What is being asked:
Every line in the data below has to be repeated exactly; no picture belongs in the result.

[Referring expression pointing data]
——

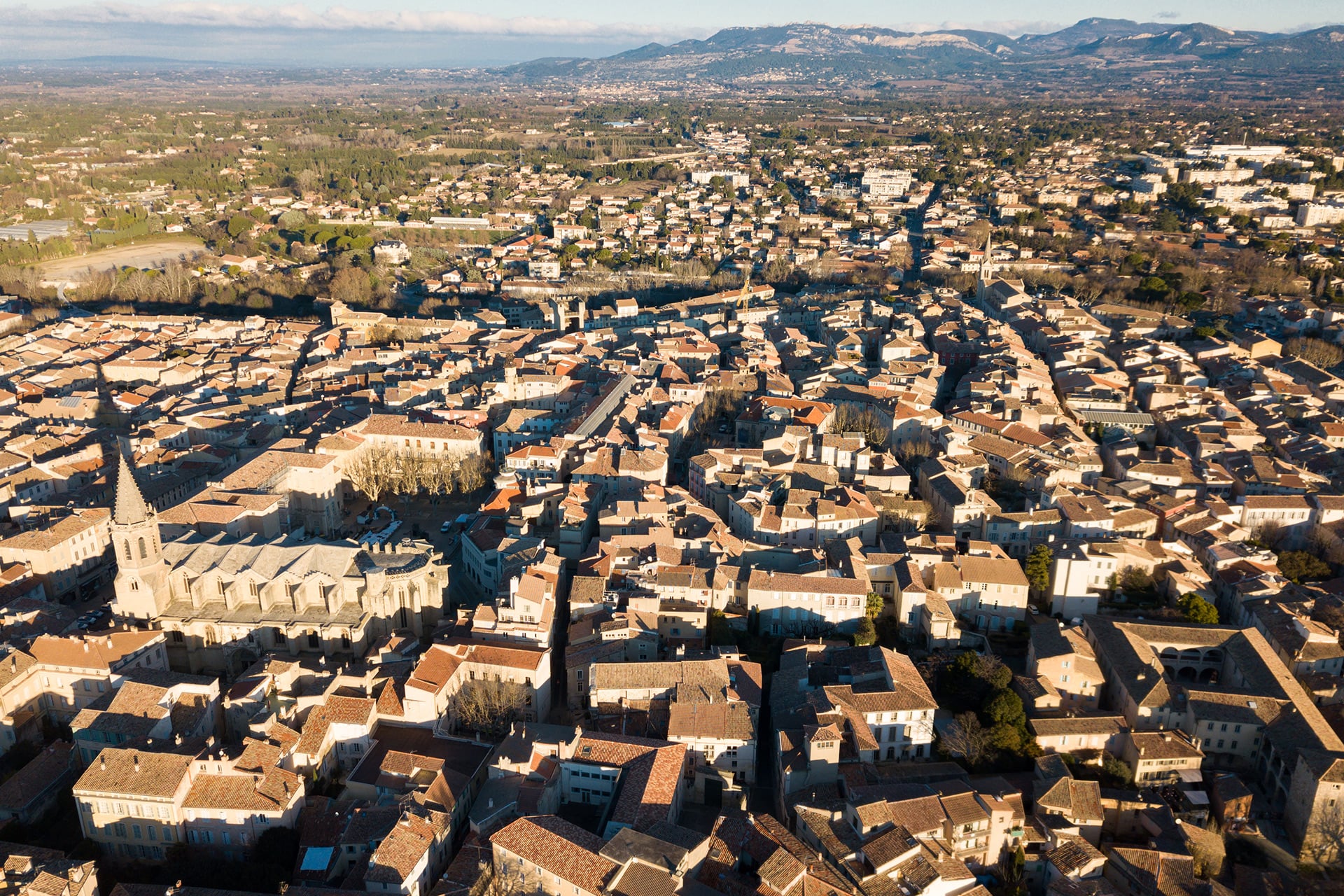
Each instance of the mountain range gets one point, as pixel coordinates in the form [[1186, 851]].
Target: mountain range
[[809, 52]]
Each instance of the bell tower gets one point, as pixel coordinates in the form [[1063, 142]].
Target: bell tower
[[987, 270], [141, 583]]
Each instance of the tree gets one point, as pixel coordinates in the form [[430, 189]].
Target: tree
[[239, 225], [1315, 351], [874, 605], [866, 422], [371, 470], [967, 738], [1303, 566], [720, 630], [1136, 580], [1012, 872], [916, 451], [351, 286], [1196, 609], [473, 472], [488, 706], [1117, 770], [1038, 567]]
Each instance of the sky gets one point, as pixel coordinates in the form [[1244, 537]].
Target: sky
[[457, 34]]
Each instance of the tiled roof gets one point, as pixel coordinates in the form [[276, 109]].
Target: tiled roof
[[558, 846], [134, 773]]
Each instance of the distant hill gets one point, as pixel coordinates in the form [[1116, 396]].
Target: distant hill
[[823, 54]]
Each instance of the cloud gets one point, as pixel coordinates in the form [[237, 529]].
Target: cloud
[[334, 19]]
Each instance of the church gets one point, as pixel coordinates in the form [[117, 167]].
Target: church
[[225, 599]]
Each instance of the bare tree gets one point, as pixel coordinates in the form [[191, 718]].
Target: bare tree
[[1315, 351], [488, 706], [916, 451], [175, 282], [371, 470], [409, 476], [1324, 840], [473, 472], [967, 738], [863, 421]]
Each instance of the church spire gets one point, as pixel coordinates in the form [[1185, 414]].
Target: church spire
[[131, 504]]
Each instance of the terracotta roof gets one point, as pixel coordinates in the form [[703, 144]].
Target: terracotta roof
[[558, 846]]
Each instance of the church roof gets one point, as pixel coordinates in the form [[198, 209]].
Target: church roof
[[131, 504]]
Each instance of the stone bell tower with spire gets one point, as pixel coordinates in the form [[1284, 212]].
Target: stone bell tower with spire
[[987, 270], [141, 583]]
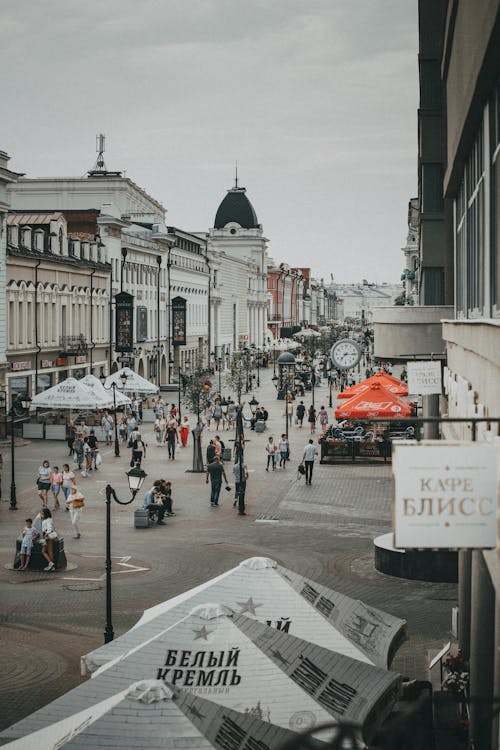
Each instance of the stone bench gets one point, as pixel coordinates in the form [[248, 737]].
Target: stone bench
[[37, 560]]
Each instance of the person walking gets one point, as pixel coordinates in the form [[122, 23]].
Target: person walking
[[55, 485], [159, 429], [215, 471], [284, 450], [300, 412], [138, 451], [323, 418], [75, 503], [107, 424], [271, 453], [311, 418], [171, 437], [68, 480], [49, 534], [308, 459], [240, 474], [184, 431], [43, 483]]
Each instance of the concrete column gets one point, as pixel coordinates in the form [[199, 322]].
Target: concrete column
[[482, 653], [464, 603], [430, 408], [495, 735]]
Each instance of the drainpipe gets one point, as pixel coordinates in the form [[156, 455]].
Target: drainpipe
[[38, 347], [92, 345], [209, 301]]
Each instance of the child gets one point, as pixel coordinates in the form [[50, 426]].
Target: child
[[29, 535], [55, 483]]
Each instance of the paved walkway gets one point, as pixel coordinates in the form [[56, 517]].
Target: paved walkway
[[324, 531]]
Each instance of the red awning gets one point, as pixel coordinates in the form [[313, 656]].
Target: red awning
[[375, 401], [390, 383]]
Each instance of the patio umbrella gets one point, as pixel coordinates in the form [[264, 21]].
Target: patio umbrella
[[97, 387], [376, 401], [390, 383], [134, 384], [252, 667], [156, 715], [72, 394], [276, 596]]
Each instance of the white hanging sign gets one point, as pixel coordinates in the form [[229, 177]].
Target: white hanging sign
[[445, 495], [424, 377]]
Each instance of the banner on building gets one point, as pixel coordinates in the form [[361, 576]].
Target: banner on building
[[424, 377], [142, 324], [445, 495], [124, 322], [179, 320]]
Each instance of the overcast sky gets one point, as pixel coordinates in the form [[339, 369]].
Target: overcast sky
[[315, 99]]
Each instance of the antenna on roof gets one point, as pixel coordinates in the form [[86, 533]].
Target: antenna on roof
[[100, 141], [100, 167]]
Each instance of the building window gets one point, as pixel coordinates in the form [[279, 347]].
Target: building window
[[432, 188], [470, 235]]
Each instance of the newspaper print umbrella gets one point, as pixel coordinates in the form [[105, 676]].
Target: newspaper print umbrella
[[251, 667], [376, 401], [71, 394], [97, 387], [134, 383], [285, 600], [156, 716]]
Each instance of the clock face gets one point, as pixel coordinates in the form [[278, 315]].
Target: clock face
[[345, 354]]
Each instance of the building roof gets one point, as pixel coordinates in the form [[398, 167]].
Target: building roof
[[236, 208]]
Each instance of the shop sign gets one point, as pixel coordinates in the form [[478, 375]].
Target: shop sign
[[179, 320], [445, 495], [21, 365], [124, 322], [424, 377]]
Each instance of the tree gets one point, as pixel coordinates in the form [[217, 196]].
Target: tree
[[197, 396]]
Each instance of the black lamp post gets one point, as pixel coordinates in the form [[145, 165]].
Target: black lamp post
[[24, 402], [113, 386], [136, 477]]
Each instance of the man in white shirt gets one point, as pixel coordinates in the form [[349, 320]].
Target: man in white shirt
[[308, 459]]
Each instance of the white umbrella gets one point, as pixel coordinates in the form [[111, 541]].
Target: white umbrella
[[71, 394], [277, 596], [134, 383], [97, 387], [158, 711]]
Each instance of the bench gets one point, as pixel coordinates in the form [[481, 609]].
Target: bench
[[37, 560]]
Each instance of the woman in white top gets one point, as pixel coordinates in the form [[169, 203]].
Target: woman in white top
[[47, 538], [68, 480]]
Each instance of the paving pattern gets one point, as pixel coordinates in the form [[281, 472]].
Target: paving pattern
[[324, 531]]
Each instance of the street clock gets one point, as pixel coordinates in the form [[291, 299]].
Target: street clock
[[345, 354]]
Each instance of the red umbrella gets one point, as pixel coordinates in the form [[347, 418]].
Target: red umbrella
[[375, 401], [392, 384]]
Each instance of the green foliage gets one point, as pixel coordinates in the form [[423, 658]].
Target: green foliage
[[199, 390]]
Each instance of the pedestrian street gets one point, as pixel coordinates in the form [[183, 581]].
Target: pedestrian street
[[323, 531]]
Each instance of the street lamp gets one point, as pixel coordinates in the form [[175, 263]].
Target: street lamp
[[113, 386], [23, 401], [136, 477]]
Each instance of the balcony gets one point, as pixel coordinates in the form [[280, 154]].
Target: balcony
[[71, 346]]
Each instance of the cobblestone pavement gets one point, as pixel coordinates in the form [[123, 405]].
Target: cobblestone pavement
[[324, 531]]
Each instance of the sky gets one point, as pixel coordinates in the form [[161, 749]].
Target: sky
[[316, 101]]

——

Solution to this task:
Each instance of the mountain range gets one point, as pixel coordinates in the form [[1186, 851]].
Target: mountain range
[[809, 52]]
Each instance of the bell tower gets one point, as pixel coordinates in the form [[1063, 142]].
Target: bell tower
[[987, 270], [141, 583]]
Each instance of the tree gets one point, as pixel coordinates in the form [[430, 189]].
Target: tree
[[239, 225], [1315, 351], [874, 605], [866, 422], [371, 470], [967, 738], [1303, 566], [720, 630], [1136, 580], [1012, 872], [916, 451], [351, 286], [1196, 609], [473, 472], [488, 706], [1117, 770], [1038, 567]]
Each instance of the sky gets one point, as pixel coordinates in the form [[1244, 537]].
Target: sky
[[457, 34]]
Each instance of the tiled roof gets one point, as pixel coordinates in the form [[276, 109]].
Target: tiled roof
[[558, 846], [134, 773]]
Each instance of the distant hill gets one point, as pixel coordinates in the form [[1116, 396]].
Target: distant hill
[[823, 54]]
Each instance of the cloud gets one point, as pixel coordinates in the form [[237, 529]].
Target: cloud
[[334, 19]]
Each instance of the church gets one point, as pixel coordinates in the form [[117, 167]].
Target: church
[[225, 599]]
Each instance of the bare tree gets one point, as pixel coordinates in the form [[191, 718]].
Target: bare tree
[[1315, 351], [488, 706], [916, 451], [175, 282], [371, 470], [409, 476], [1324, 840], [473, 472], [967, 738], [863, 421]]
Each instance of the church spire gets one point, as pixel coordinates in the form [[1185, 414]].
Target: church spire
[[131, 504]]
Each instance of the terracotta roof gets one point, as pixel coordinates in the form [[703, 144]].
Target: terracotta roof
[[558, 846]]
Each instance of the church roof gets one point, as pixel coordinates in the form [[198, 209]].
Target: church roof
[[131, 504]]
Each instance of the stone bell tower with spire gets one point, as pixel coordinates in the form [[1284, 212]].
Target: stone bell tower with spire
[[987, 270], [141, 583]]
Each instance of the stone bench gets one point, as pixel coordinates in the form [[248, 737]].
Target: stone bench
[[37, 560]]
Each instance of the person walking gets one point, as pixel coordinates in the form [[122, 23]].
Target: person walking
[[55, 485], [159, 429], [215, 471], [284, 450], [300, 412], [138, 451], [323, 418], [75, 503], [107, 424], [271, 453], [311, 418], [171, 437], [68, 480], [49, 534], [308, 459], [240, 474], [184, 431], [43, 483]]
Each instance of the concrete column gets one point, as pixel coordinates in the form [[199, 322]].
Target: concrete column
[[482, 653], [464, 603], [430, 408], [495, 735]]
Each instance of the drainpipe gets one point, as pixel coordinates in the form [[156, 455]].
Target: drainpipe
[[38, 347], [92, 345], [209, 301]]
Each instance of the child gets one point, as pixel coordinates in the form [[50, 426]].
Target: child
[[29, 535], [55, 483]]
Each instance of the paved walkway gets one point, as pixel coordinates in the form [[56, 517]].
Target: paved walkway
[[324, 531]]
Each instance of the red awning gets one point, as pixel coordinates in the form [[313, 656]].
Target: red awning
[[375, 401], [390, 383]]
Each instance of the patio umbrella gets one point, as pixel coordinates in the form [[264, 21]].
Target: patio umbrella
[[97, 387], [376, 401], [390, 383], [134, 384], [252, 667], [156, 715], [72, 394], [276, 596]]
Each instance of the white hanging sign gets one point, as pixel coordinates in the form [[229, 177]].
Target: white hanging sign
[[445, 495], [424, 377]]
Each instance of the banner on building gets one point, as pixel coordinates in the form [[361, 576]].
Target: banner on building
[[424, 377], [142, 324], [445, 495], [124, 322], [179, 320]]
Each instance of the overcast sky gets one point, as pixel coordinates in the form [[339, 369]].
Target: overcast sky
[[315, 99]]
Each instance of the antenna on roof gets one point, as pixel coordinates in the form [[86, 533]].
Target: antenna on roof
[[100, 141], [100, 167]]
Each instance of the building window gets one point, as pixel coordinates in the form [[279, 347]].
Target: building window
[[432, 188], [470, 235]]
Each instance of the newspaper print umbrella gets one point, as pixel coordinates in the form [[105, 676]].
Target: newspaper print umbrella
[[251, 667], [376, 401], [71, 394], [97, 387], [134, 383], [285, 600], [156, 716]]
Each instance of the clock face gets one point, as pixel coordinates in the form [[278, 315]].
Target: clock face
[[345, 354]]
Each instance of the building roof gets one point, as pixel coordinates in the form [[398, 167]].
Target: building roof
[[236, 208]]
Each instance of the shop sign gets one point, as pixel coordinates in the form [[478, 375]].
Target: shop sign
[[179, 320], [445, 495], [21, 365], [124, 322], [424, 377]]
Each instance of the tree gets one point, as pixel coordinates in the form [[217, 196]].
Target: tree
[[197, 396]]
Each instance of the black lamp post gets one point, as pixel coordinates in the form [[145, 165]].
Target: black lamp post
[[24, 402], [113, 386], [136, 477]]
Each instance of the man in white shirt gets one point, as pixel coordinates in the form [[349, 320]].
Target: man in white shirt
[[308, 459]]
Each instance of the white umbrella gets one point, as pixel coordinates in the form [[111, 541]].
Target: white umbrella
[[71, 394], [277, 596], [134, 383], [97, 387], [158, 711]]
Each instance of the bench gets one point, as pixel coordinates in the form [[481, 609]].
Target: bench
[[37, 560]]
Each instance of the woman in white top gets one point, as pixel coordinates in the form [[169, 203]].
Target: woman in white top
[[47, 538], [68, 480]]
Each instance of the paving pattern gets one point, as pixel coordinates in the form [[281, 472]].
Target: paving pattern
[[324, 531]]
Each instance of the street clock gets one point, as pixel coordinates in the form [[291, 299]].
Target: street clock
[[345, 354]]
Each instance of the red umbrella gets one point, as pixel coordinates in the form [[347, 418]].
Target: red umbrella
[[375, 401], [392, 384]]
Each instance of the green foliage gets one point, as pixel coordinates in the form [[423, 658]].
Target: green foliage
[[199, 390]]
Each instance of the pedestrian street gets one point, as pixel coordinates in the form [[183, 581]].
Target: pedestrian street
[[323, 531]]
Each instance of the street lamp gets one point, as pixel coordinates in the form [[175, 263]].
Target: street lamp
[[113, 386], [23, 401], [136, 477]]
Each instance of the balcony gets one point, as pixel coordinates in the form [[280, 154]].
Target: balcony
[[71, 346]]
Each instance of the cobblestone pavement gets one point, as pixel coordinates in the form [[123, 405]].
Target: cobblestone pavement
[[324, 531]]
Each instance of the sky gets one point, as pixel coordinates in the form [[161, 749]].
Target: sky
[[316, 101]]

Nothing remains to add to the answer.